[Excerpts from bounding box data]
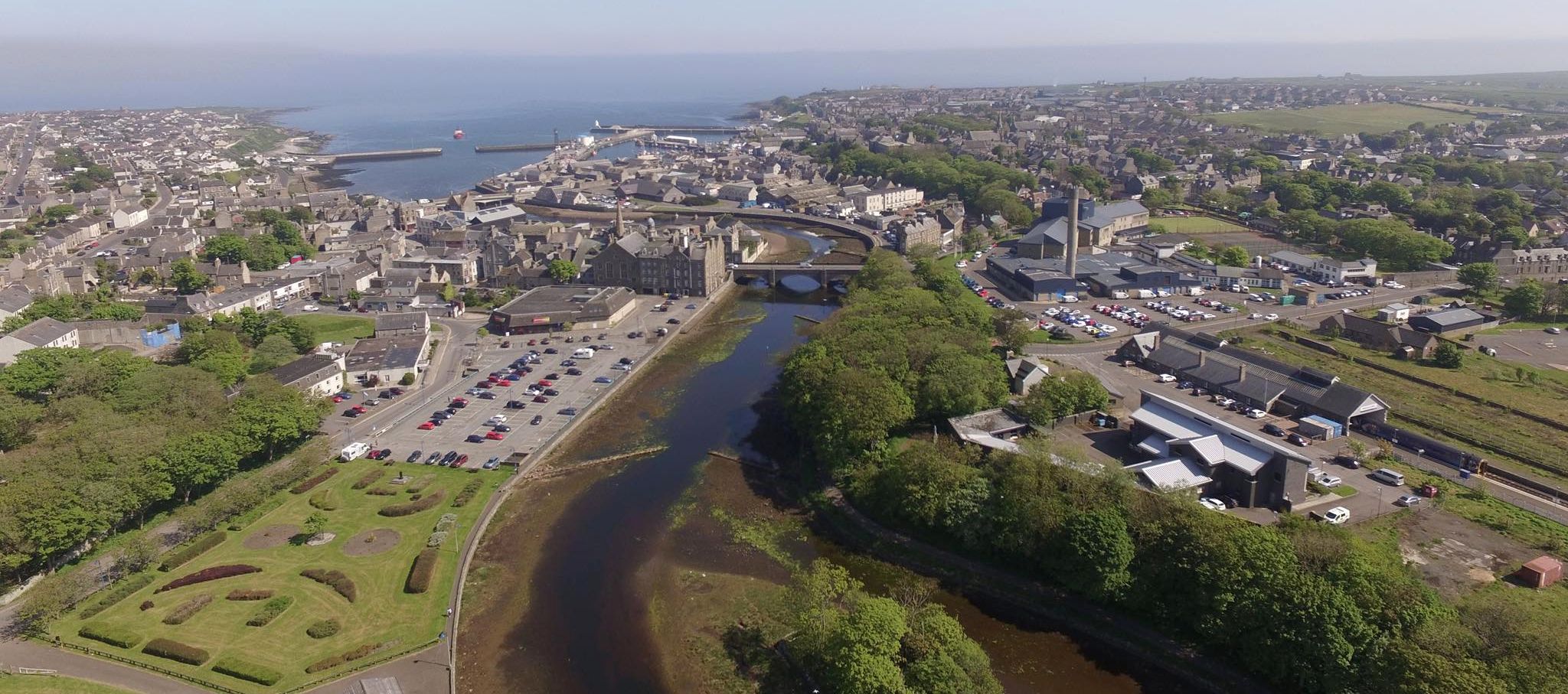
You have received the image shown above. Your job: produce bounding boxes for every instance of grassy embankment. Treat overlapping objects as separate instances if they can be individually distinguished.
[48,459,503,692]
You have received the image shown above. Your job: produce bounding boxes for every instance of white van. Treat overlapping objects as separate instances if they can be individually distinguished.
[1367,467,1405,487]
[337,440,370,462]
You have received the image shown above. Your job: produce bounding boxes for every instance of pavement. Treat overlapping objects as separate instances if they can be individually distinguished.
[323,296,690,465]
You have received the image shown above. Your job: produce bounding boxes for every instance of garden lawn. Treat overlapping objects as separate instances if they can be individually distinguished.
[1149,217,1246,233]
[295,314,377,344]
[0,673,132,694]
[1204,103,1475,135]
[48,459,505,692]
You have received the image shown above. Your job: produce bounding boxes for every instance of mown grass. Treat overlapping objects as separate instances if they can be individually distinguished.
[1149,217,1246,233]
[1242,332,1568,484]
[295,314,377,344]
[51,459,501,692]
[1204,103,1474,135]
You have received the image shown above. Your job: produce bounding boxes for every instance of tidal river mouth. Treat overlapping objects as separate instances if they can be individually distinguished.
[458,293,1176,694]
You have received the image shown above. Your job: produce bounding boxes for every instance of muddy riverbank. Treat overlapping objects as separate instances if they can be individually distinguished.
[458,295,1164,694]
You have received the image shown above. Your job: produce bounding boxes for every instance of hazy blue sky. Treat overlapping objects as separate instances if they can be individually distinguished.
[12,0,1568,55]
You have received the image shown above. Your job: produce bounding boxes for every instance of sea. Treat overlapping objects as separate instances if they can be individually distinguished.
[276,99,745,200]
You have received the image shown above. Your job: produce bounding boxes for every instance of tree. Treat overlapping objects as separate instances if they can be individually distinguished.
[1432,341,1465,368]
[991,308,1034,353]
[202,233,251,263]
[1459,263,1498,295]
[169,259,211,295]
[1502,279,1546,318]
[546,259,580,282]
[1052,507,1134,600]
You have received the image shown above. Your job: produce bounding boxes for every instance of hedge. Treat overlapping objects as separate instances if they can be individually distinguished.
[158,529,229,572]
[304,640,392,673]
[353,468,386,489]
[244,595,293,627]
[452,480,485,509]
[290,467,337,494]
[152,564,262,592]
[403,547,440,592]
[163,592,211,625]
[377,490,444,519]
[141,637,210,666]
[299,569,359,601]
[224,588,273,600]
[77,624,141,649]
[81,573,152,619]
[311,489,337,510]
[304,619,344,639]
[211,655,284,686]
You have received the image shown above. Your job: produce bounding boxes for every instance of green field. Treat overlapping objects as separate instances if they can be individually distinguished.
[0,672,130,694]
[1245,325,1568,484]
[1207,103,1474,135]
[296,314,377,344]
[1149,217,1246,233]
[48,460,507,692]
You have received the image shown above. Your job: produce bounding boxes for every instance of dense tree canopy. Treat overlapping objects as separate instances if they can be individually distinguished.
[0,347,323,576]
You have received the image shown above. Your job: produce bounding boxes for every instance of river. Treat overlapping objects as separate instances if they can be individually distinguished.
[459,293,1171,694]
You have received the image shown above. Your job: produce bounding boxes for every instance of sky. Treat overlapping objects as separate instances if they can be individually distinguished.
[9,0,1568,111]
[18,0,1568,55]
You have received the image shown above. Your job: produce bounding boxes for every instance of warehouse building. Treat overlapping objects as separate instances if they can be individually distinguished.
[486,285,636,335]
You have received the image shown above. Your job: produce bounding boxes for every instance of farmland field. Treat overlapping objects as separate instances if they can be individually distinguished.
[1149,217,1246,233]
[51,460,507,692]
[1207,103,1474,135]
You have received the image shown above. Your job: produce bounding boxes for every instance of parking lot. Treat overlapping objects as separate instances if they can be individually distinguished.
[346,296,707,467]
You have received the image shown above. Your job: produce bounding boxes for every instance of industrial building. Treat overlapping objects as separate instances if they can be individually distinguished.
[1118,327,1387,426]
[486,285,636,335]
[1129,390,1312,509]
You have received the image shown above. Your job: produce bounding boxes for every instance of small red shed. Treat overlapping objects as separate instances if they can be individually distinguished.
[1517,556,1563,588]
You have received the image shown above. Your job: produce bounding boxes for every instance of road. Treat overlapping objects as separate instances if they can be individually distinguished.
[0,118,38,196]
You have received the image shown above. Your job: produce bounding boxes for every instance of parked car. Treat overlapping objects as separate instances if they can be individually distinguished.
[1312,506,1350,525]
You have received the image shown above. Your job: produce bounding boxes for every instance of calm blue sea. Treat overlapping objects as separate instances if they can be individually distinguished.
[279,100,743,200]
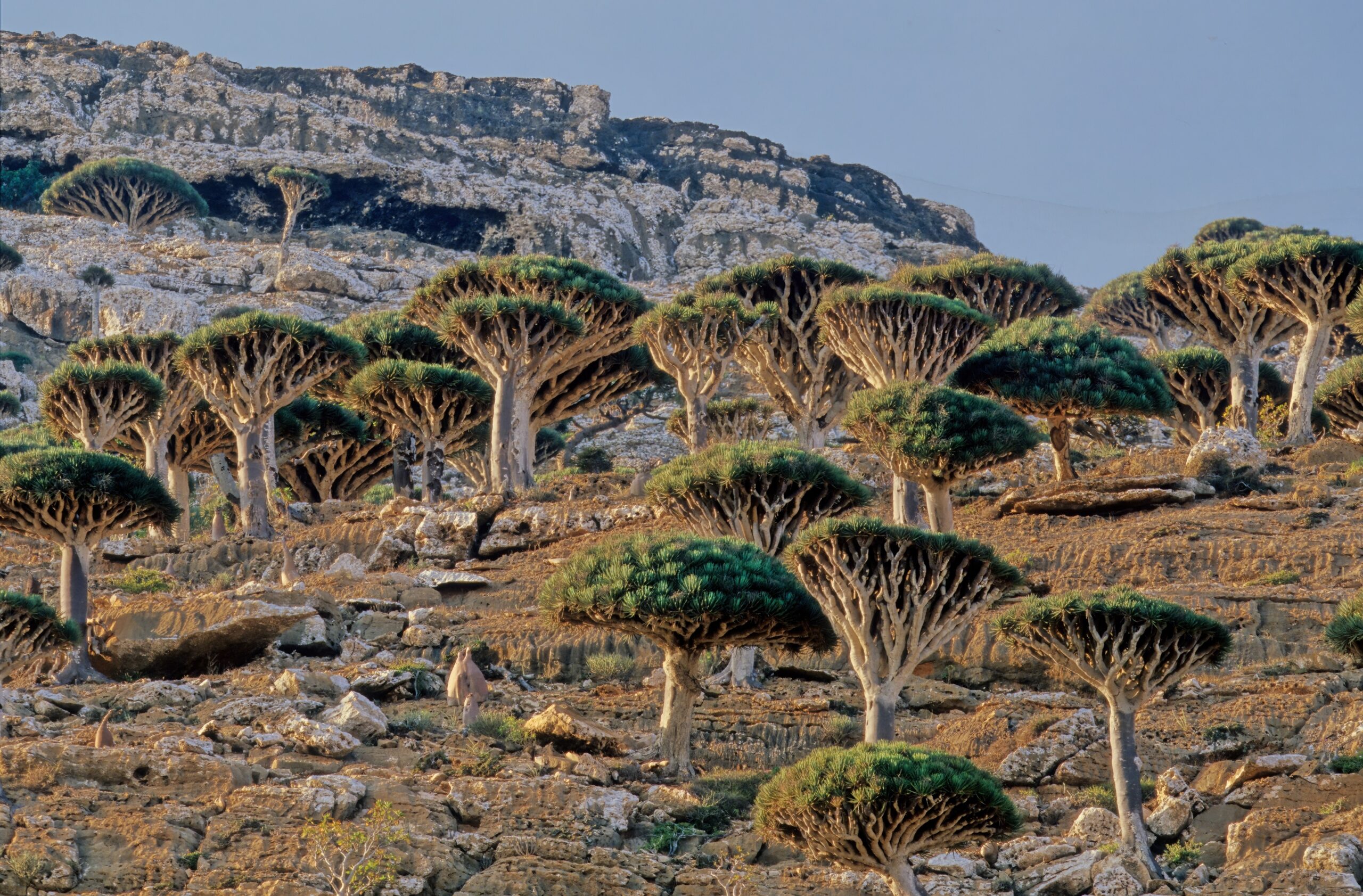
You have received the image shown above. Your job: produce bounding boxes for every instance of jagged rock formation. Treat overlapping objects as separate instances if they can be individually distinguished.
[0,31,980,281]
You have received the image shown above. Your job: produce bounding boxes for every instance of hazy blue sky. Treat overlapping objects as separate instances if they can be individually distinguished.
[0,0,1363,285]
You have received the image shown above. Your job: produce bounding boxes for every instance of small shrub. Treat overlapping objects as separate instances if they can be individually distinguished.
[1161,840,1202,867]
[109,568,175,595]
[1244,569,1302,585]
[587,653,634,682]
[823,713,863,746]
[469,709,526,746]
[572,445,615,473]
[1331,753,1363,775]
[1202,721,1244,743]
[649,821,705,855]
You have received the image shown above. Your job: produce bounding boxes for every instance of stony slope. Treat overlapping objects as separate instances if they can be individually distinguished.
[0,31,980,281]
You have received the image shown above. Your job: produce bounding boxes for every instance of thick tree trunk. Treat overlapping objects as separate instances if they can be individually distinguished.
[1047,417,1078,483]
[1108,700,1165,879]
[392,430,417,498]
[421,443,445,505]
[236,425,274,539]
[488,375,515,495]
[166,465,190,543]
[705,646,762,690]
[861,685,900,743]
[884,858,928,896]
[1225,353,1259,434]
[658,649,701,777]
[923,480,956,532]
[890,476,923,527]
[1284,323,1331,445]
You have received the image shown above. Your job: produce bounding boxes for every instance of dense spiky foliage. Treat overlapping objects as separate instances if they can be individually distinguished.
[818,284,993,389]
[265,165,331,267]
[646,442,871,556]
[346,357,494,502]
[540,532,835,773]
[995,588,1232,877]
[953,318,1173,480]
[754,743,1022,896]
[0,240,23,272]
[0,449,180,680]
[1325,595,1363,660]
[1225,235,1363,445]
[1315,357,1363,430]
[38,360,166,451]
[0,590,80,667]
[696,255,871,449]
[890,252,1083,326]
[667,398,777,442]
[439,296,584,494]
[634,293,777,451]
[1142,240,1302,432]
[41,155,209,233]
[842,381,1041,532]
[786,517,1022,743]
[1083,272,1173,352]
[70,333,203,481]
[177,311,365,537]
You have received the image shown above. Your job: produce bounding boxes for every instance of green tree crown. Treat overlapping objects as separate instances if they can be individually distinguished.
[842,382,1041,480]
[951,318,1173,416]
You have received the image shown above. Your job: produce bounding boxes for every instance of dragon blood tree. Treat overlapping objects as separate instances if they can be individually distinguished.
[1142,241,1302,432]
[540,532,835,776]
[41,155,209,233]
[645,442,871,687]
[38,360,166,451]
[176,311,364,539]
[265,165,331,267]
[1225,235,1363,445]
[0,449,180,683]
[752,743,1022,896]
[1315,357,1363,430]
[842,381,1041,532]
[348,359,494,503]
[0,590,80,667]
[70,333,203,483]
[786,517,1022,743]
[667,398,777,442]
[696,255,871,449]
[441,296,584,494]
[889,252,1083,326]
[993,588,1231,878]
[404,255,650,484]
[1083,272,1173,352]
[951,318,1173,481]
[634,293,777,451]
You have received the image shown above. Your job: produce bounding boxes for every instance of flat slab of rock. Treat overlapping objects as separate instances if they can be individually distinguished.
[90,595,317,679]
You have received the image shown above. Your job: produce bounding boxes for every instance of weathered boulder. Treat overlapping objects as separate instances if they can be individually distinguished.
[90,595,316,678]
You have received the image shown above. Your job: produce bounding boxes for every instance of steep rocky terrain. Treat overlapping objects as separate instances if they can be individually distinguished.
[0,31,980,281]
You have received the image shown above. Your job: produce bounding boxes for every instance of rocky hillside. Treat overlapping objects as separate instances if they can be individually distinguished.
[0,31,980,281]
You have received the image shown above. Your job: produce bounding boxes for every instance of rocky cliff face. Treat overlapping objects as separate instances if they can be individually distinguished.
[0,31,980,281]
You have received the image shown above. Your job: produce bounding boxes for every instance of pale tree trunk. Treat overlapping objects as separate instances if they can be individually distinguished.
[1225,353,1259,434]
[1047,417,1078,483]
[1284,322,1331,445]
[236,425,274,539]
[488,375,515,495]
[861,682,900,743]
[890,476,923,527]
[884,859,928,896]
[658,649,701,777]
[1108,698,1165,879]
[923,480,956,532]
[392,430,417,498]
[166,465,190,543]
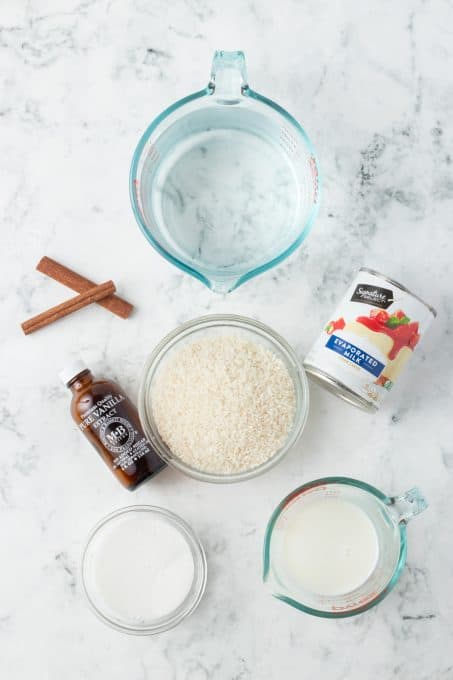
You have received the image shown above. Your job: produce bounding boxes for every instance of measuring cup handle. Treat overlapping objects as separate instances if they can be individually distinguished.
[208,50,248,104]
[391,487,428,524]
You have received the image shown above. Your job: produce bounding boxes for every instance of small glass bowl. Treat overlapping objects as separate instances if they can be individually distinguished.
[82,505,207,635]
[138,314,309,483]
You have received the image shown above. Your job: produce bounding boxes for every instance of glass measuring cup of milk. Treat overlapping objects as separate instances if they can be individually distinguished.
[130,47,319,293]
[263,477,427,618]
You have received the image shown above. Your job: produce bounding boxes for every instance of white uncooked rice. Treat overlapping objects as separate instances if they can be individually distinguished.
[151,335,296,474]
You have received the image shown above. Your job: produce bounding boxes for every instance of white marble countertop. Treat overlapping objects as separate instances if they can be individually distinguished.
[0,0,453,680]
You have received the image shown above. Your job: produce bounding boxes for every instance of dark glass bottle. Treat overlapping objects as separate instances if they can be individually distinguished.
[60,361,165,491]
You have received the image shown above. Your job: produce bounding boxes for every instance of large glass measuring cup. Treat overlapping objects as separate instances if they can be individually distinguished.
[263,477,427,618]
[130,47,319,292]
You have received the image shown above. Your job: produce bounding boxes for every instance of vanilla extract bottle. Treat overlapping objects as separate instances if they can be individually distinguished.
[60,361,165,491]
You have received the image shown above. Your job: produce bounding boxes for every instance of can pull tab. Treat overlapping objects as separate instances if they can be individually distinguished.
[392,486,428,524]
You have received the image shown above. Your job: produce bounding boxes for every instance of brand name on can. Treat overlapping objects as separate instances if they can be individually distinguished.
[351,283,393,309]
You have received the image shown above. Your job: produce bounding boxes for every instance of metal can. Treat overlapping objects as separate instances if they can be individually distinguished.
[304,267,436,411]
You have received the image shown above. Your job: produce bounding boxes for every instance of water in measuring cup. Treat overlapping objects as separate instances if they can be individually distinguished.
[153,129,300,276]
[279,497,379,596]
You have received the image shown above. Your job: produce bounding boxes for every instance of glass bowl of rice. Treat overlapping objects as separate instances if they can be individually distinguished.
[138,314,309,483]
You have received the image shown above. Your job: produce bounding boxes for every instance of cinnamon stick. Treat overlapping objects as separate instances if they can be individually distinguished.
[22,281,116,335]
[36,257,134,319]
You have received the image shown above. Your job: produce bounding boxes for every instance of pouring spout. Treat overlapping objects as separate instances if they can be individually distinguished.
[209,277,238,295]
[208,50,248,104]
[392,487,428,524]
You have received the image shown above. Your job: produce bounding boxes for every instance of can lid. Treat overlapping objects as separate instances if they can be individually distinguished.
[58,359,88,385]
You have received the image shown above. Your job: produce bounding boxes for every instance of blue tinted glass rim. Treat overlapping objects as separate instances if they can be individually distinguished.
[129,85,322,290]
[263,477,407,619]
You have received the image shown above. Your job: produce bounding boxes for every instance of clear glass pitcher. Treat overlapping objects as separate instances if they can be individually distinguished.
[263,477,427,618]
[130,47,320,292]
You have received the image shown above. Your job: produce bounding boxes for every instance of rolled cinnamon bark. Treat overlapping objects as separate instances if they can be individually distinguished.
[36,257,134,319]
[21,281,116,335]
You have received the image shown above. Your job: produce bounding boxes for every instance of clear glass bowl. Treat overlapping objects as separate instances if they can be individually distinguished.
[82,505,207,635]
[138,314,309,483]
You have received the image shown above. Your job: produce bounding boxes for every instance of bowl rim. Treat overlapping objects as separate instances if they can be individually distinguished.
[138,314,310,484]
[80,504,208,635]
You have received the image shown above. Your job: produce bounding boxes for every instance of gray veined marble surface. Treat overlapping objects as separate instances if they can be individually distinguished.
[0,0,453,680]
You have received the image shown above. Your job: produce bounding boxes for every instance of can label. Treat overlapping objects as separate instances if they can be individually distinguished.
[304,269,435,407]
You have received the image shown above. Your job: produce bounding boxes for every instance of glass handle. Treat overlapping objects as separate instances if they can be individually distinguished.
[208,50,248,103]
[391,487,428,524]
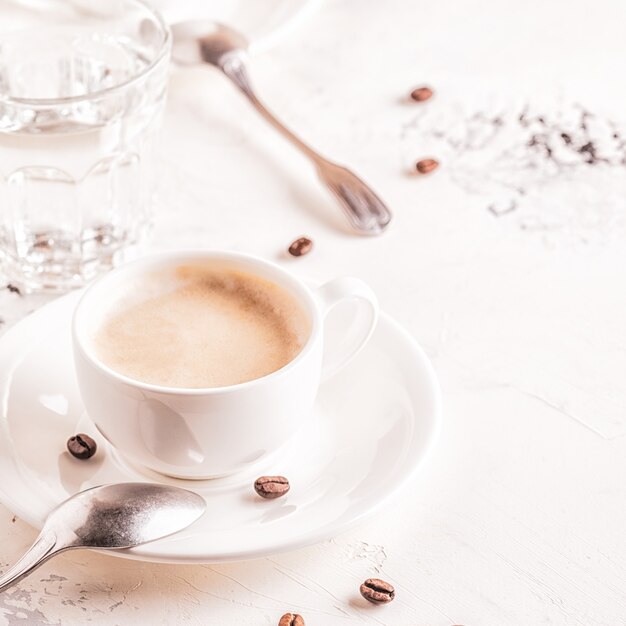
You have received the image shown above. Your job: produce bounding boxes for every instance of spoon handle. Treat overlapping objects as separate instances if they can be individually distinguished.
[220,55,391,235]
[0,530,64,593]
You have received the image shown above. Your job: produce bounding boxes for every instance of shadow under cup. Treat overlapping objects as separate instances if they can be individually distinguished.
[73,252,323,479]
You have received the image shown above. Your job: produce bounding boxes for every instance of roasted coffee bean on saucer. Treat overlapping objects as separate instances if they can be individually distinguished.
[67,433,98,459]
[278,613,304,626]
[288,237,313,256]
[360,578,396,604]
[254,476,289,500]
[411,87,434,102]
[415,159,439,174]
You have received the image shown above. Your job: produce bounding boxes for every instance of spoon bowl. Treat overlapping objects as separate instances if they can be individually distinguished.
[0,483,206,592]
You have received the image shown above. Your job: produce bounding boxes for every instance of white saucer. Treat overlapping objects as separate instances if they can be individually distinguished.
[0,292,441,563]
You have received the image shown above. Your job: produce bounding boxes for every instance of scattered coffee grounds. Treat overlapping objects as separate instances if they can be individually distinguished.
[67,433,98,459]
[415,159,439,174]
[360,578,396,604]
[411,87,434,102]
[278,613,304,626]
[289,237,313,256]
[254,476,289,500]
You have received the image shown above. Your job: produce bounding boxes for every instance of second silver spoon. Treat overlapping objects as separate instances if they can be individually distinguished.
[172,20,391,235]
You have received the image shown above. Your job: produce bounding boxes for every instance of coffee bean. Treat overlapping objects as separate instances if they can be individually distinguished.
[254,476,289,500]
[278,613,304,626]
[361,578,396,604]
[289,237,313,256]
[67,433,98,459]
[415,159,439,174]
[411,87,434,102]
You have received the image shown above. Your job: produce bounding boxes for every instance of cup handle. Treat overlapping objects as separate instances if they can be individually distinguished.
[316,276,378,381]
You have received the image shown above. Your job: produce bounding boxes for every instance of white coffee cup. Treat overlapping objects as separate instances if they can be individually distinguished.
[72,251,378,479]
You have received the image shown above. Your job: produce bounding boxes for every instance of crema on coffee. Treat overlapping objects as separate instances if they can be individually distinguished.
[94,264,310,388]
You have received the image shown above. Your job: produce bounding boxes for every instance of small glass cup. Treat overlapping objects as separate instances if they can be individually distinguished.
[0,0,171,291]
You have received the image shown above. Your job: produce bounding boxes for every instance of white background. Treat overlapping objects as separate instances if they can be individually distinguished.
[0,0,626,626]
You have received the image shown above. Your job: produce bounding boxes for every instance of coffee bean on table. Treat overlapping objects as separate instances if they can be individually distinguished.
[67,433,98,459]
[411,87,434,102]
[415,159,439,174]
[254,476,289,500]
[278,613,304,626]
[360,578,396,604]
[288,237,313,256]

#### WHAT IS REQUIRED
Put the lines of data starting at the line containing "of can lid." and ending at the line containing "[58,359,88,385]", both included, into a numbered list with blank lines omitted.

#### TASK RESULT
1. You have received the image shown above. Your job: produce bounding boxes for every instance of can lid. Treat overlapping objects as separate instances if they can be individually distinguished.
2. [58,359,88,385]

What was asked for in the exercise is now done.